Exercise description:
For this exercise, please reproduce the records below word for word, from the first line through the line with "pixel 609 699".

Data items
============================================================
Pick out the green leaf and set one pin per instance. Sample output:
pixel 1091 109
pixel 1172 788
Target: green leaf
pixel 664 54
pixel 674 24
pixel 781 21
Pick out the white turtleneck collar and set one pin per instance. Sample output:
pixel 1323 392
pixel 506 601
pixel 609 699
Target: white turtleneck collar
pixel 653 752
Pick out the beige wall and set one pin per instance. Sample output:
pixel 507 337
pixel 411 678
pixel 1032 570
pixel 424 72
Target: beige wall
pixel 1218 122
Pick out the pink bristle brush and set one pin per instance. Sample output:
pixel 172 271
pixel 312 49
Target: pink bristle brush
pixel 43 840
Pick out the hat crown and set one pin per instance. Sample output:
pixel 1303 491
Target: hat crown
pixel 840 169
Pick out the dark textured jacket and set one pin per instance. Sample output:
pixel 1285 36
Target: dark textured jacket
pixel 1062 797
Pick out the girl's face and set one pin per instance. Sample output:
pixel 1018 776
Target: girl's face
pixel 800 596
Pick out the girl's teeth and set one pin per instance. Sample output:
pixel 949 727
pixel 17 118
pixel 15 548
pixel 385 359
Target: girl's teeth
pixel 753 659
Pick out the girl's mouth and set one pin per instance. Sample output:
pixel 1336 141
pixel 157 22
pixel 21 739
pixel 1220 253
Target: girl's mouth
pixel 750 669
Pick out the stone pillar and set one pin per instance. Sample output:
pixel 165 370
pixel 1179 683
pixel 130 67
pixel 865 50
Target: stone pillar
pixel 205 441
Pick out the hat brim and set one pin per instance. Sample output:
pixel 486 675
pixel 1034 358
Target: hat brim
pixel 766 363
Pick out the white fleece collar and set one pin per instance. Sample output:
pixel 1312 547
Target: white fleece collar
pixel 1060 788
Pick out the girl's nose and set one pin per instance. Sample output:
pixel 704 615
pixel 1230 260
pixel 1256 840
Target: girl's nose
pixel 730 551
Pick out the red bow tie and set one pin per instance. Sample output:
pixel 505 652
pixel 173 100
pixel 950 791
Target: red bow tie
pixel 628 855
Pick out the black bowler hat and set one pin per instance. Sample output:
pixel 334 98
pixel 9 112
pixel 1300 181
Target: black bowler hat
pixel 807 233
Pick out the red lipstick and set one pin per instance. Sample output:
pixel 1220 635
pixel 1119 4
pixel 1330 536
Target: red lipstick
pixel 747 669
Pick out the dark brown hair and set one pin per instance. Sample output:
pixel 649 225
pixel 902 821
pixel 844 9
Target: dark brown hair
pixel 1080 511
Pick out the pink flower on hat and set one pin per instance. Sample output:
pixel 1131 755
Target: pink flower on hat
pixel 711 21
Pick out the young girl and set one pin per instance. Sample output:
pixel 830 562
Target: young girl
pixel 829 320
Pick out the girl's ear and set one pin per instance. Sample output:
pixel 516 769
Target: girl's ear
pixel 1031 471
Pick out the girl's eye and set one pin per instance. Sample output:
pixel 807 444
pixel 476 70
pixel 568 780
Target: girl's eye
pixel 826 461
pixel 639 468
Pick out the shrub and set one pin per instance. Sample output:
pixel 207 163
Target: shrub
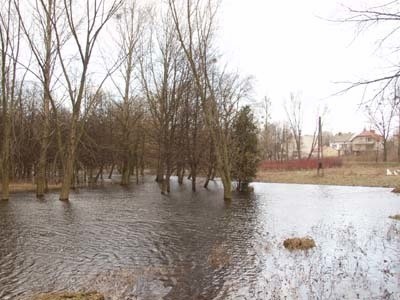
pixel 300 164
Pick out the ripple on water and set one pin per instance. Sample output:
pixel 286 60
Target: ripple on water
pixel 129 243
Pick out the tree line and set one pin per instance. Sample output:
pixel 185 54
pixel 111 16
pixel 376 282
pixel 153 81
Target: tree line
pixel 90 87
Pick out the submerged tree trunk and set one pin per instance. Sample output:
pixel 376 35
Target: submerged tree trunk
pixel 194 176
pixel 126 172
pixel 5 155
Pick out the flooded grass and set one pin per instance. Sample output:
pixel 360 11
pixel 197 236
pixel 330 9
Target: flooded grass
pixel 304 243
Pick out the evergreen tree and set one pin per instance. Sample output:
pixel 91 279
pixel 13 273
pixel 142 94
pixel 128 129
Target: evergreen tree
pixel 245 154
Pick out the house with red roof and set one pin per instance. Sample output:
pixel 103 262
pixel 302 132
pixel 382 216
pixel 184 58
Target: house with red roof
pixel 367 141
============================================================
Result for this exercise:
Pick out the green leaf and set one pin per instance. Sample output:
pixel 1091 109
pixel 1172 788
Target: green leaf
pixel 664 54
pixel 674 24
pixel 781 21
Pick out the white turtleneck collar and set one pin per instance. Sample output:
pixel 1323 392
pixel 506 601
pixel 609 699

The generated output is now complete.